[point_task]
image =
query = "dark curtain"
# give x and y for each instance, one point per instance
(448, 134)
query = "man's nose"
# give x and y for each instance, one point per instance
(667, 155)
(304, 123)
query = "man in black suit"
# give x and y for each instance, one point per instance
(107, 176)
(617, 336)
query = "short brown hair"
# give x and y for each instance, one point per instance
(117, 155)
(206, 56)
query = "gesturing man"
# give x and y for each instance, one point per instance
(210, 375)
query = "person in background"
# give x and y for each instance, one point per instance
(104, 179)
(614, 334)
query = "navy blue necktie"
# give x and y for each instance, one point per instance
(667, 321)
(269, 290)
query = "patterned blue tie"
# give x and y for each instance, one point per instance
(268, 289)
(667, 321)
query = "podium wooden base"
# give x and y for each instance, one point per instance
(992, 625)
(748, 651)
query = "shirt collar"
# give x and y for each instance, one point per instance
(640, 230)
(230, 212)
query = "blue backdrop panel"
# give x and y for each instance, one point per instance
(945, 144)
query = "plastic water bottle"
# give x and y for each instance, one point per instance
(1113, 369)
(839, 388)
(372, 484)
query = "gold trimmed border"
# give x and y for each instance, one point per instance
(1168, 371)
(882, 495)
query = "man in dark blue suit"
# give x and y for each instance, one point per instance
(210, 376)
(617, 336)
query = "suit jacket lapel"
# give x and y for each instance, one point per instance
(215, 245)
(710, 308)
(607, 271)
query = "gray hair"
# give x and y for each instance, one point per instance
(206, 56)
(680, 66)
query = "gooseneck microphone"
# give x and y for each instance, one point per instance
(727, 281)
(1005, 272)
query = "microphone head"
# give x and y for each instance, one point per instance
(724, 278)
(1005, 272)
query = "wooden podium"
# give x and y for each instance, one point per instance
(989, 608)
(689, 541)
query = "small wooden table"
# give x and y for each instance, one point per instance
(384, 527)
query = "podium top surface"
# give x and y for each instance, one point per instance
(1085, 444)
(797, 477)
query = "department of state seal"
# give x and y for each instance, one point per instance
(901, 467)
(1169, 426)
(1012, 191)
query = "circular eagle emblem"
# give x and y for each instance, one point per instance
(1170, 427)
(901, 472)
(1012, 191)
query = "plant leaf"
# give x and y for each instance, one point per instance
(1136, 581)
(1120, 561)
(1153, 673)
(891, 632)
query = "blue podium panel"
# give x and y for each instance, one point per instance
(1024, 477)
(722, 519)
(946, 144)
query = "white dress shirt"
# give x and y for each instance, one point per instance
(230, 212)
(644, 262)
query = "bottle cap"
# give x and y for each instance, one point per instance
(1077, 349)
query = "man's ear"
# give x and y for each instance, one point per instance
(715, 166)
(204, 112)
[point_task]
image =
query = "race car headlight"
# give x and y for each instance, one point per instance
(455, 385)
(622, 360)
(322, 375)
________________________________________
Dettagli del problema:
Riscrivi soltanto ciò che va dalla riga che contiene "in dark blue" fino alla fine delle voci, estremi inclusi e richieste comprese. Scala le coordinate delle risposte moltiplicandole per 1,25 e arrotondale all'intero, con le metà per eccesso.

Risposta scritta:
query = "man in dark blue suit"
# give x and y for each instance, one point per instance
(263, 470)
(771, 420)
query = "suit jacket lapel"
# give x and y for each instance, one point per instance
(269, 306)
(888, 385)
(759, 339)
query = "gray hair"
# give x and y for each instance, one point per instance
(258, 70)
(850, 83)
query = "gooseneck microphone"
# give x and y for each instance, one point per instance
(909, 351)
(1256, 340)
query = "microphone head"
# give x and y for each instance, one point per instance
(905, 348)
(1256, 340)
query = "wooden podium"
# give x and y for each instance, one point per instance
(1236, 760)
(861, 676)
query = "small wooden table"
# give x and y for each instance, one point per instance
(480, 659)
query = "podium top surface"
# give x and y for each instance, one point per instance
(1356, 555)
(996, 596)
query = "department of state seal"
# give x and y for each instance, one point per instance
(1126, 584)
(1461, 533)
(1265, 239)
query = "circular eagle emblem"
# give x and y for each instance, one point per instance
(1463, 534)
(1126, 590)
(1265, 239)
query = "plant leaf"
# give x and y for each instance, one point per instance
(1420, 726)
(1400, 701)
(1441, 841)
(1114, 790)
query = "blue podium panel"
# give x and y for each instance, one point per instance
(1280, 596)
(903, 649)
(1183, 180)
query = "white dress shirt"
# give x and y for each instance, one point per instance
(288, 265)
(805, 328)
query = "bottle cap"
# give x and y for each instance, one point per instance
(1346, 436)
query = "man's ear"
# give x and y for each instance, one point per instance
(894, 208)
(255, 140)
[point_task]
image =
query = "race car headlight"
# give x and y for each instance, one point per instance
(569, 481)
(778, 450)
(403, 469)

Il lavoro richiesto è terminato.